-- TASK DETAILS --
Which lines of the entries below include "sign"? List them all.

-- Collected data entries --
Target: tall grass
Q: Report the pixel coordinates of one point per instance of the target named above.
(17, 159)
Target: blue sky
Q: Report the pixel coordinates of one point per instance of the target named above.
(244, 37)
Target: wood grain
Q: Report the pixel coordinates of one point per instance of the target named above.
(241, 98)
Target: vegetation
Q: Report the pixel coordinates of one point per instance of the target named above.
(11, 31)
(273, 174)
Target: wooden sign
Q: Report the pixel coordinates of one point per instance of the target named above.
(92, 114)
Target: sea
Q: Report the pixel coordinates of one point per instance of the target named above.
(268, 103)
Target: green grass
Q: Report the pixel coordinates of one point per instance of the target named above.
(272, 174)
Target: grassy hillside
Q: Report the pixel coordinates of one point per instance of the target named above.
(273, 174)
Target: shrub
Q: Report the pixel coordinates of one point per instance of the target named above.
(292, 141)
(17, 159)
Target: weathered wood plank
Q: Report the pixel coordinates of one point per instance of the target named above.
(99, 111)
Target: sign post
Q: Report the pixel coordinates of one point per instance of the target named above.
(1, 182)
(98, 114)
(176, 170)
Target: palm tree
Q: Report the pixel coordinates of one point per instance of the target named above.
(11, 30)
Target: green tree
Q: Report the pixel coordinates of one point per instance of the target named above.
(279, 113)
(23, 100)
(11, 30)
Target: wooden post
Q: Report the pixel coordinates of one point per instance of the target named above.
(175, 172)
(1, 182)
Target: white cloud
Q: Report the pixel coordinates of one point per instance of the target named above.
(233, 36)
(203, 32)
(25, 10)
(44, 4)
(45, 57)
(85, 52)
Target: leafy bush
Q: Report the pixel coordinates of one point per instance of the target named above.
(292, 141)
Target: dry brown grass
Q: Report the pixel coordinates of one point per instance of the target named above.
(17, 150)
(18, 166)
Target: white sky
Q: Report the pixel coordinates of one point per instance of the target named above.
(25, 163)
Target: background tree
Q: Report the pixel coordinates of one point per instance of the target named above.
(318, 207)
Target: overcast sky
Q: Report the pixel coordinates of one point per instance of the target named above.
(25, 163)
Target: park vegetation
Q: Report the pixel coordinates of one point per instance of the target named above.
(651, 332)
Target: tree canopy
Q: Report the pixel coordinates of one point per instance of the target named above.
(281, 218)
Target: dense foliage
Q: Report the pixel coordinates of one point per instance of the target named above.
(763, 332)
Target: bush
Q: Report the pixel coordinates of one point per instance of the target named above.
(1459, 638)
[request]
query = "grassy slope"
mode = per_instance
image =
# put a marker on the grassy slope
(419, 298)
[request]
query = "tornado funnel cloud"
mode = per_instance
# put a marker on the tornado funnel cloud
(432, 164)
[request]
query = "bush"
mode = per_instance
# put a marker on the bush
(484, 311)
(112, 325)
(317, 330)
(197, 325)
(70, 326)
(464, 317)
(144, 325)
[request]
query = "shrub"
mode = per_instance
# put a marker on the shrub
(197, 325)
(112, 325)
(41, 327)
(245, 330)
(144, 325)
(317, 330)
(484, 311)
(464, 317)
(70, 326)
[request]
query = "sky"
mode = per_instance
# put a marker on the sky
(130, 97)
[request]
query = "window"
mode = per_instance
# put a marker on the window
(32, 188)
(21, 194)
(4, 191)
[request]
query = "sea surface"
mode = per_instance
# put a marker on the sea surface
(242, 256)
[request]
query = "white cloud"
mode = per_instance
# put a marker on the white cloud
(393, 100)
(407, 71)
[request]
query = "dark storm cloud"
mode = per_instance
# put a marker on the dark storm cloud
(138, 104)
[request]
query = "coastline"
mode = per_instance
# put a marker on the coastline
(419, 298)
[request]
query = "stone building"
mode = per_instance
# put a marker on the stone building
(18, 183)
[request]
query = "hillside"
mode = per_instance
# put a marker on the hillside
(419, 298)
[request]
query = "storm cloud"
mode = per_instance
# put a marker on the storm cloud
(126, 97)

-- ANSWER BOX --
Target: wooden sign
Target: sign post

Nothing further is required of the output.